Continue the account of Mennonite House in Atlanta below, starting after its final sentence.

TEXT PROVIDED START

Eventually, the Rambler was retrieved from an impounding yard. Someone had scratched a sign on it that meant “this car supports integration.”
Sometime later, Mary ran the Rambler out of gas near downtown. Several Black fellows spotted her and offered a ride home. She asked, “How do you know where I live?” Grinning, they answered, “Everybody knows this car!”
We were taught by our Houston Street neighbors.
Three doors from Mennonite House was the Student Nonviolent Coordinating Committee house, headed by Stokely Carmichael. SNCC and others questioned the role of white people in the Black community. SNCC viewed Mennonite House and the VSers as imposers of unwanted white, middle-class standards. Don, engaging in front-step conversations with SNCC members, helped us understand the real need for change was in the attitudes and actions of the white community.
Joyce Good developed a special relationship with a member of SNCC. They met at Mennonite House in the evenings when both were free of other responsibilities. He challenged her to think outside her white box and to see life through the eyes of a Black man.
In the years after our service in Atlanta, we listened to the lived experience of our Black friends.
When Roslyn Whatley Lumpkin was 5 years old, her aunt sent her into a café to pick up hot dogs. Several white men confronted her: “We don’t serve N-s in here. Git to the back door.”
Joann Brown Holland, 10 years old, was driving with her family and needed to use the restroom. They stopped at a gas station, and her father began pumping gas while her mother asked for the restroom. The cashier said there was no restroom for Joanne and her two sisters. The cashier told them to get back in the car and ordered her father to stop pumping gas. Her mother told the cashier, “If my kids can’t use the restroom, then my money is no good in a place like this.” Off they drove.

TEXT PROVIDED END
RAW DATA START

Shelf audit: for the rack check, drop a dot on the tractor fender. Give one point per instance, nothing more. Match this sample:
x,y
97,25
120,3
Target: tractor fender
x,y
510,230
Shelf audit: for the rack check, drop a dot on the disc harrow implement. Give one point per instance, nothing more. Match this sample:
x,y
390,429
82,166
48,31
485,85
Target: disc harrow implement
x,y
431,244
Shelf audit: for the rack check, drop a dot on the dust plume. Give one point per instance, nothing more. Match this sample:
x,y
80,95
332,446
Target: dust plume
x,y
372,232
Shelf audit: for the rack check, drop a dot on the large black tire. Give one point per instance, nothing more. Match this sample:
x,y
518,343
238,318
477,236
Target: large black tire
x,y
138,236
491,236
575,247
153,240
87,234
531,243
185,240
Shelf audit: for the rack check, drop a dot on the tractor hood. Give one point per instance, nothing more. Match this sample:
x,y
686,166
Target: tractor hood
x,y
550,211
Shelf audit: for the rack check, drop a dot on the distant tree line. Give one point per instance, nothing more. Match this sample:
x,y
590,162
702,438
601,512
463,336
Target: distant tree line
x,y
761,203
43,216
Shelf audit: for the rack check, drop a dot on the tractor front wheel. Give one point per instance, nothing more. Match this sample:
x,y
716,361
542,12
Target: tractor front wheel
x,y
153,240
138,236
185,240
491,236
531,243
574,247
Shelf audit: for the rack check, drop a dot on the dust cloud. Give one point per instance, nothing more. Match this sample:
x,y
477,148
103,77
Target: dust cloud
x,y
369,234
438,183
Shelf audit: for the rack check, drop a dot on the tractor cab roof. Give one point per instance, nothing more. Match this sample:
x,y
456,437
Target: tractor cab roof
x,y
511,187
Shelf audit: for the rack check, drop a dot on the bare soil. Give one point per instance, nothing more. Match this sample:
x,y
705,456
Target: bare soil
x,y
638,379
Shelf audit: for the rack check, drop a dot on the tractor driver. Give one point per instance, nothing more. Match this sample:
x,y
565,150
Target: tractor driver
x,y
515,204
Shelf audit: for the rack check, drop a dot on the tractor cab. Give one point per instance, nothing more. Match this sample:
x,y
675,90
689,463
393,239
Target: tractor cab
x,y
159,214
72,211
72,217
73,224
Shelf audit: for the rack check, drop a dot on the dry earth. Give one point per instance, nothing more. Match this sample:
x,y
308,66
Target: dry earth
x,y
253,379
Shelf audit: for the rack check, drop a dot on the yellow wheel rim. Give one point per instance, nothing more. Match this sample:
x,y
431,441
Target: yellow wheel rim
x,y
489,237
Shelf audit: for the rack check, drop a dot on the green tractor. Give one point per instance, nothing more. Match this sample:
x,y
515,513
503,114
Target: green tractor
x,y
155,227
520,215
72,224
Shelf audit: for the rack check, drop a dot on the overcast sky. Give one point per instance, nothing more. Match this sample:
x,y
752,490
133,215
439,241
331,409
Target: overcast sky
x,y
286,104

RAW DATA END

TASK OUTPUT:
While a student at Goshen College in the 1970s, Joann was very familiar with white students scattering in the cafeteria whenever a Black student sat at their table. She said, “We never had trouble finding a suddenly empty table.”
In the mid-1980s, Joann and her husband moved to a new neighborhood in Florida. She was sweeping the driveway when solicitors stopped by. Assuming Joann was the maid, they said, “We’d like to speak to the lady of the house.”
We VSers met again last summer, 54 years after our Atlanta experience, and discovered how living together and working in the community of Mennonite House and Houston Street in the 1960s changed and shaped our lives.
We have aspired to make life choices informed by our VS experiences: living in predominantly Black communities, raising our children in a community where their friends are Black, befriending Black people and families outside the workplace and educating our children in public schools.
We’ve aspired to live our values through our occupations: Mary working on behalf of people with developmental disabilities, Don in community organizing and coalition building, Tim listening and relating to homeless people, Joyce in nursing, Bob in elementary teaching, Dave developing software for Jimmy and Rosalynn Carter’s Atlanta Project, Brenda promoting Black quilters, Brice working with marginalized people, Hal teaching in a predominantly Black public school, Christine offering preventive and therapeutic mental health services to people with low incomes or who had experienced abuse.
We came as white volunteers, seeking to be of service to a Black community. We can never truly understand what it means to be Black in America. We value the opportunity to bear witness to our country’s racial legacy and to discover what our own work should be in the decades that followed.
Hal Hess has had a career as a conductor, performer and middle school music teacher. He is a docent at the National Underground Railroad Freedom Center in Cincinnati.